• [Extracted entries]
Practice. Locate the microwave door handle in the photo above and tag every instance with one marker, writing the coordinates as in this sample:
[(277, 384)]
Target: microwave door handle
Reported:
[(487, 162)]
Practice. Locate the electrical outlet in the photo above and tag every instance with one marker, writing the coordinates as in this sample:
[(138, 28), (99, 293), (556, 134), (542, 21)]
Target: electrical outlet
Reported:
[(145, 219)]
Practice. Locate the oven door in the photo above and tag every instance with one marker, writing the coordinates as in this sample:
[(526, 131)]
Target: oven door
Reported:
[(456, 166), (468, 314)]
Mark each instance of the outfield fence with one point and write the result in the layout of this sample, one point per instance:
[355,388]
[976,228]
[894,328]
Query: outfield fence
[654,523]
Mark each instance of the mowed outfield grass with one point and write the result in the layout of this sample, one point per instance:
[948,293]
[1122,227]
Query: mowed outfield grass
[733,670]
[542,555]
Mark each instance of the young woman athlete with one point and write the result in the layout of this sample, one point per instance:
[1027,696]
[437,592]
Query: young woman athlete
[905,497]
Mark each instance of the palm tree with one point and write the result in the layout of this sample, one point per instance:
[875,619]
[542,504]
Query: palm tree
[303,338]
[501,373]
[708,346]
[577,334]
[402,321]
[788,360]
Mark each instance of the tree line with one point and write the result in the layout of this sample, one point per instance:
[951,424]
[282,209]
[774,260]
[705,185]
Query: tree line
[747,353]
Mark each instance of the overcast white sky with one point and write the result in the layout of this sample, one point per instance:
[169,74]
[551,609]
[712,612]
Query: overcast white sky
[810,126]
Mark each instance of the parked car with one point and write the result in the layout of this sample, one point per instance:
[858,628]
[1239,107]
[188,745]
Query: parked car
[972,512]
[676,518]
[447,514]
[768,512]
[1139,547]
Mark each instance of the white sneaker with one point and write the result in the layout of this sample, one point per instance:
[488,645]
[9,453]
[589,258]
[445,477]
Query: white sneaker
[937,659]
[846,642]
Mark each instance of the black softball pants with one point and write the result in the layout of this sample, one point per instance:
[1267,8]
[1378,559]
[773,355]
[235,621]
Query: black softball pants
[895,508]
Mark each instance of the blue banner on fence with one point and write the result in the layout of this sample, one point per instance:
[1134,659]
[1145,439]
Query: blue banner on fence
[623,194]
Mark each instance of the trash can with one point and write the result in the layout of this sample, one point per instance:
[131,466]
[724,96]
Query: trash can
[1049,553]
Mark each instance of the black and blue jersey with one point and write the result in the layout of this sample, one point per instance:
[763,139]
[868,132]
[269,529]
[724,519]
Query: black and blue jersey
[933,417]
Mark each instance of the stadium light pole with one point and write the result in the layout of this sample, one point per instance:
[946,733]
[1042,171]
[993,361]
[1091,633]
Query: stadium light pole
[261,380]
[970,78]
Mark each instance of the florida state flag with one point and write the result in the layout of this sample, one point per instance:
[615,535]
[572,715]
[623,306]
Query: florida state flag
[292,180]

• [Requirement] Set down all of the entries exactly, please.

• [Task output]
Practice. Locate the microwave door handle in the photo above and tag every instance with one marker, writing the coordinates as in this sample:
[(277, 384)]
Target: microwave door handle
Reported:
[(487, 162)]
Practice. Locate the electrical outlet in the photo above and tag every instance with one marker, writing the coordinates as in this sample:
[(138, 28), (99, 293), (556, 134), (542, 21)]
Target: electrical outlet
Reported:
[(145, 219)]
Practice. Locate the oven door in the photo above and tag every instance with one marker, writing the coordinates as in this sample:
[(526, 131)]
Target: oven door
Reported:
[(456, 166), (468, 314)]
Mark each instance of the outfield fence with one point and write the result in the layout of this sample, one point per instance:
[355,388]
[976,228]
[894,328]
Query: outfield fence
[654,523]
Mark each instance of the mowed outfield grass with one point and write the result in the layout of this sample, one point per instance:
[948,293]
[1122,227]
Query: mowed outfield grass
[733,670]
[542,555]
Mark each instance of the young woman athlete with one point and write the result in the layout of this sample, one point per instance:
[1027,696]
[437,592]
Query: young woman athlete
[905,497]
Mark each instance of the palm tree with one point and write the result in the layout of this sample, one point per instance:
[875,619]
[542,504]
Query: palm tree
[303,338]
[501,373]
[708,346]
[577,334]
[402,321]
[788,360]
Mark each instance of the tree line with one point and write the result in the layout of this sample, one point per instance:
[951,424]
[282,209]
[774,260]
[705,185]
Query: tree line
[747,353]
Mark each instance of the overcast white sky with one point and write the result in the layout of this sample, one point per instance:
[169,74]
[551,609]
[712,612]
Query: overcast white sky
[810,126]
Mark each instance of the parked car with one point and write the result in the layout of this sample, one point per instance:
[858,628]
[1239,107]
[188,745]
Query: parked car
[972,512]
[676,518]
[447,514]
[768,512]
[1139,547]
Mark each instance of the white sneaker with one point and write the result in the layout of this sample, one point per instance:
[488,645]
[9,453]
[589,258]
[445,477]
Query: white sneaker
[937,659]
[846,642]
Mark each instance of the black softball pants with one point and write the result in the layout of this sample, one point per instance:
[1267,8]
[1378,559]
[773,355]
[235,621]
Query: black softball pants
[895,508]
Mark each instance of the blue banner on fence with one point and write the result in the layout of this sample, one point per instance:
[1134,659]
[1145,439]
Query: blue banner on fence
[623,194]
Mark each instance of the trash can with one point and write the result in the layout of this sample, one point per instance:
[131,466]
[724,96]
Query: trash can
[1049,553]
Mark each instance of the black and blue jersey with one point and write the result in the layout of this sample, one point per instance:
[763,139]
[868,132]
[269,529]
[724,519]
Query: black and blue jersey
[933,417]
Mark each instance of the stadium light pole with one point and write the result in the layout of this sample, one point per instance:
[946,733]
[1042,171]
[993,361]
[1091,633]
Query: stadium light pole
[261,380]
[970,78]
Mark each instance of the florida state flag with one point and write the result in the layout of this sample, one point per instance:
[615,535]
[572,715]
[623,306]
Query: florida state flag
[292,180]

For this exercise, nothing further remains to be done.